**TASK:** Using the records below, copy out exactly the line that contains "Note: pick out each instance of the tree" and every line that follows it, up to and including the last, and no others.
Begin
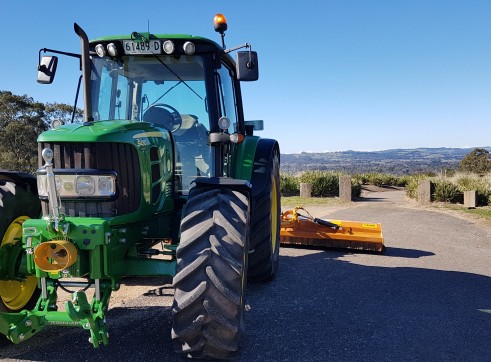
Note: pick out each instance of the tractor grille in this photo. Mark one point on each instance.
(118, 157)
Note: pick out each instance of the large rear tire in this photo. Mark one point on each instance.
(266, 211)
(208, 308)
(16, 206)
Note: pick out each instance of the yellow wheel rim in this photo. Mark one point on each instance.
(16, 294)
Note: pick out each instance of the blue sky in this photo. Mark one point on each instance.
(334, 75)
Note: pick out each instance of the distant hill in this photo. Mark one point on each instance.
(397, 161)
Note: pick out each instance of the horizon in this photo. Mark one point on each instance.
(391, 149)
(357, 75)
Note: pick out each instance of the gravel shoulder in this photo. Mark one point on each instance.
(427, 298)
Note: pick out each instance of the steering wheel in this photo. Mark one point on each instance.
(176, 116)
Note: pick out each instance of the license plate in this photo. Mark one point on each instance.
(144, 47)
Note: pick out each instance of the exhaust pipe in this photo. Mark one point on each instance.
(86, 71)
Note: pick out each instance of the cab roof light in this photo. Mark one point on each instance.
(189, 48)
(169, 47)
(220, 24)
(112, 50)
(100, 50)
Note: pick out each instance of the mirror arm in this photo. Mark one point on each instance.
(46, 50)
(250, 63)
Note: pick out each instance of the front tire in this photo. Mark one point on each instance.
(208, 320)
(16, 206)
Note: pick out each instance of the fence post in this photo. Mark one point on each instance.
(424, 191)
(470, 199)
(345, 188)
(305, 189)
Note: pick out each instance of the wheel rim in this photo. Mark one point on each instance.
(16, 294)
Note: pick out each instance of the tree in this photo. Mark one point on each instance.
(21, 121)
(477, 161)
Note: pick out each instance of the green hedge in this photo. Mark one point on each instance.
(324, 184)
(452, 189)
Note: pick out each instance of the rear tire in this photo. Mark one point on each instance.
(208, 308)
(16, 205)
(266, 211)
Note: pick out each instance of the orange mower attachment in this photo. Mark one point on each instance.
(297, 229)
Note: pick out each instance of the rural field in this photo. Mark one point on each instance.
(426, 298)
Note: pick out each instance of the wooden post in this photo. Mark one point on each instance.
(345, 188)
(470, 199)
(424, 191)
(305, 189)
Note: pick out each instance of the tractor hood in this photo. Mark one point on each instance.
(103, 131)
End
**RESULT OF THE EXERCISE:**
Note: pick out each instance of the tree in this photo. Mark one point on each instance.
(21, 121)
(477, 161)
Note: pick out each instance of the green hedge in this photo. Mark one point on each instance.
(324, 184)
(452, 189)
Note: pick out each instance of the rear tire in this photo. Mark one point on each instance.
(208, 308)
(16, 205)
(266, 211)
Note: pick out each instance of the orange mower attachment in this photo. Mark one point on each instance.
(297, 229)
Note: pick out each instance of the rural field in this photo. Mark one point on each instance.
(426, 298)
Note: pick out each instance of the wooden post in this photo. Mark one point on each instance.
(345, 188)
(470, 199)
(424, 191)
(305, 189)
Note: pick out each instance of the tractor hood in this photo. Mark one point on each instance.
(103, 131)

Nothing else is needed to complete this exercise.